● DOCUMENT PASSAGE:
Susan Stacey, chief executive for Providence Inland Northwest, recently told KXLY.Com in Spokane that she been in healthcare for nearly 40 years and has never seen a financial crisis in healthcare like this. “We are dealing with a workforce shortage, high salaries — our wages are higher than ever before – like many industries. And then we also have travelers and temporary staff that are at a significantly increased cost than we’ve had.”

In a July 22 article on the Washington State Hospital Association website, Cassie Sauer, president and CEO of the organization, outlined some reasons for these significant hospital losses:

• Low reimbursement rates from government payers such as Medicare and Medicaid, which use fixed reimbursement models. For urban hospitals, Medicaid reimbursement rates have not increased in more than 20 years. In the first quarter of 2022, Medicaid payments for some urban hospitals covered just 42 percent of the costs of delivering care for patients with Medicaid.

● ACTIVITY:
Copy the part of the hospital finances passage starting at "In a July 22" and ending at "patients with Medicaid.", keeping every word the same.

(Collected data)
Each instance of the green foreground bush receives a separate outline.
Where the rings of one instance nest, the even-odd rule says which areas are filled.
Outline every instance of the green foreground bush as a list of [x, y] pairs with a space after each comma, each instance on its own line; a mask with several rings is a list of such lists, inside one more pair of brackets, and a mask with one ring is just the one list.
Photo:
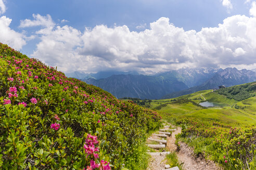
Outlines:
[[160, 125], [156, 112], [68, 78], [2, 44], [0, 57], [3, 169], [130, 167], [140, 159], [147, 132]]
[[224, 169], [256, 169], [256, 127], [167, 116], [182, 126], [182, 140], [219, 163]]

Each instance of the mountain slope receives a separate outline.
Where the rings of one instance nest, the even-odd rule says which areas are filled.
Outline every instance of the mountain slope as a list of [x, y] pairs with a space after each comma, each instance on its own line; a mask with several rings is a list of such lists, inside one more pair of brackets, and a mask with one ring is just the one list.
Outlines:
[[157, 74], [167, 80], [175, 78], [189, 88], [199, 86], [211, 78], [220, 69], [213, 68], [185, 68]]
[[102, 88], [117, 98], [159, 98], [168, 93], [188, 88], [175, 79], [165, 80], [161, 77], [142, 75], [112, 75], [106, 79], [84, 81]]
[[213, 76], [200, 86], [163, 96], [162, 98], [171, 98], [195, 92], [218, 88], [219, 86], [231, 87], [256, 81], [256, 73], [244, 69], [240, 70], [236, 68], [221, 69]]

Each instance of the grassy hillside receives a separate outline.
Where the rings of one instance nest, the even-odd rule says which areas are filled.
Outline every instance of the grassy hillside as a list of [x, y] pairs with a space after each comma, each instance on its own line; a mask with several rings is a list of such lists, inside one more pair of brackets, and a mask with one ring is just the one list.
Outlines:
[[[254, 84], [153, 100], [150, 107], [163, 119], [182, 126], [178, 140], [193, 147], [196, 154], [204, 154], [224, 169], [256, 169]], [[221, 106], [198, 105], [206, 101]]]
[[3, 169], [138, 168], [160, 117], [0, 44]]

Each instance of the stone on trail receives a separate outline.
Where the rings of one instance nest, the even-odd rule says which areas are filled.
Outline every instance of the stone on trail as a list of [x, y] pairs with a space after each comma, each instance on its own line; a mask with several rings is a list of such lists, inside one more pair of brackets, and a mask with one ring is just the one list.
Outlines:
[[176, 129], [160, 129], [159, 130], [160, 131], [176, 131]]
[[149, 148], [153, 149], [161, 149], [161, 148], [165, 148], [165, 145], [151, 145], [151, 144], [147, 144], [147, 146]]
[[180, 170], [180, 169], [178, 168], [178, 167], [175, 166], [175, 167], [171, 167], [169, 169], [165, 169], [163, 170]]
[[167, 143], [167, 140], [160, 140], [160, 139], [153, 139], [153, 138], [148, 138], [148, 140], [161, 142], [161, 143], [162, 143], [163, 144], [166, 144]]
[[171, 135], [171, 132], [158, 132], [158, 133], [162, 134], [165, 134], [167, 135]]
[[159, 137], [167, 137], [167, 135], [164, 135], [164, 134], [156, 134], [155, 133], [153, 133], [152, 135], [155, 135], [155, 136], [159, 136]]
[[170, 152], [147, 152], [151, 156], [163, 155], [171, 153]]

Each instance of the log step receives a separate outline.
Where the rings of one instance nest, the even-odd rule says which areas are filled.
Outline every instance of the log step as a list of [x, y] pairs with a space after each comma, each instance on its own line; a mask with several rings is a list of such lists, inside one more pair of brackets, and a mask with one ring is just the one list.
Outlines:
[[168, 135], [169, 136], [171, 135], [171, 133], [170, 132], [158, 132], [158, 133], [161, 133], [161, 134], [163, 134]]
[[165, 154], [168, 154], [171, 153], [170, 152], [147, 152], [147, 153], [150, 154], [151, 156], [158, 156], [163, 155]]
[[158, 141], [158, 142], [161, 142], [162, 143], [165, 144], [166, 144], [166, 143], [167, 143], [167, 140], [160, 140], [160, 139], [153, 139], [153, 138], [148, 138], [148, 139], [150, 140]]
[[155, 135], [155, 136], [159, 136], [159, 137], [167, 137], [167, 135], [164, 135], [164, 134], [156, 134], [155, 133], [153, 133], [152, 135]]
[[149, 148], [153, 149], [160, 149], [160, 148], [165, 148], [165, 145], [151, 145], [151, 144], [147, 144], [147, 146]]

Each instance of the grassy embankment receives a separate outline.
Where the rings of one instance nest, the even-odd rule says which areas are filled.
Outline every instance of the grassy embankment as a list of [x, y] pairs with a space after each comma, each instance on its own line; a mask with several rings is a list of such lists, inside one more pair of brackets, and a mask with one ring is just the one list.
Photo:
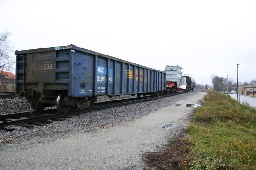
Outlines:
[[201, 102], [185, 136], [146, 153], [144, 162], [162, 169], [256, 169], [256, 110], [216, 92]]

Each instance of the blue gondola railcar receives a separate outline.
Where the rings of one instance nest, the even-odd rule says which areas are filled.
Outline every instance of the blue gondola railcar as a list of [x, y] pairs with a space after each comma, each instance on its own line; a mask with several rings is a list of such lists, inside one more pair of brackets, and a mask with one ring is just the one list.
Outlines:
[[16, 51], [17, 91], [33, 110], [90, 108], [97, 96], [158, 96], [162, 71], [73, 45]]

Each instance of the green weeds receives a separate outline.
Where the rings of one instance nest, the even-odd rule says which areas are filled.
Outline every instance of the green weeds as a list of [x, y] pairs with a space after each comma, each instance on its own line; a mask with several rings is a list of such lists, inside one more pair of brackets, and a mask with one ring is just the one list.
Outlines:
[[148, 154], [153, 160], [148, 164], [160, 169], [256, 169], [256, 110], [207, 92], [185, 136], [162, 152]]
[[189, 169], [256, 169], [256, 110], [216, 92], [202, 102], [185, 137]]

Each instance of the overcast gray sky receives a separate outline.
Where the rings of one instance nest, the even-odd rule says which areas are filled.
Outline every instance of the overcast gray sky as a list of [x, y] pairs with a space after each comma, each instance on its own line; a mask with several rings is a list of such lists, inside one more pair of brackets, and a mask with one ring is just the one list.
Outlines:
[[0, 31], [12, 33], [14, 50], [73, 44], [162, 71], [178, 65], [204, 85], [212, 74], [236, 82], [238, 64], [239, 82], [256, 79], [256, 1], [0, 0]]

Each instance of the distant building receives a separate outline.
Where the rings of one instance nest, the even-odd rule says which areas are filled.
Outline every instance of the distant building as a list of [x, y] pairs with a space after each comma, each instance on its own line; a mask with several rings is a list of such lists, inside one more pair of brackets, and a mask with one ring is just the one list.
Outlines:
[[[251, 92], [253, 88], [256, 88], [256, 85], [240, 85], [238, 87], [238, 94], [241, 95], [244, 95], [244, 96], [252, 96], [252, 92]], [[254, 96], [255, 96], [255, 90], [254, 92]]]
[[0, 71], [0, 92], [15, 91], [16, 78], [12, 73]]

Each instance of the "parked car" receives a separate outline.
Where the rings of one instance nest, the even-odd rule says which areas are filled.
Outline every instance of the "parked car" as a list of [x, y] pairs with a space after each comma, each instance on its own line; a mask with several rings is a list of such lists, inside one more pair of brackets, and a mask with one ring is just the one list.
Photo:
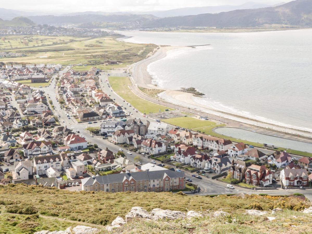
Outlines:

● WRITTEN SOLUTION:
In a July 22 article on the Washington State Hospital Association website, Cassie Sauer, president and CEO of the organization, outlined some reasons for these significant hospital losses:

• Low reimbursement rates from government payers such as Medicare and Medicaid, which use fixed reimbursement models. For urban hospitals, Medicaid reimbursement rates have not increased in more than 20 years. In the first quarter of 2022, Medicaid payments for some urban hospitals covered just 42 percent of the costs of delivering care for patients with Medicaid.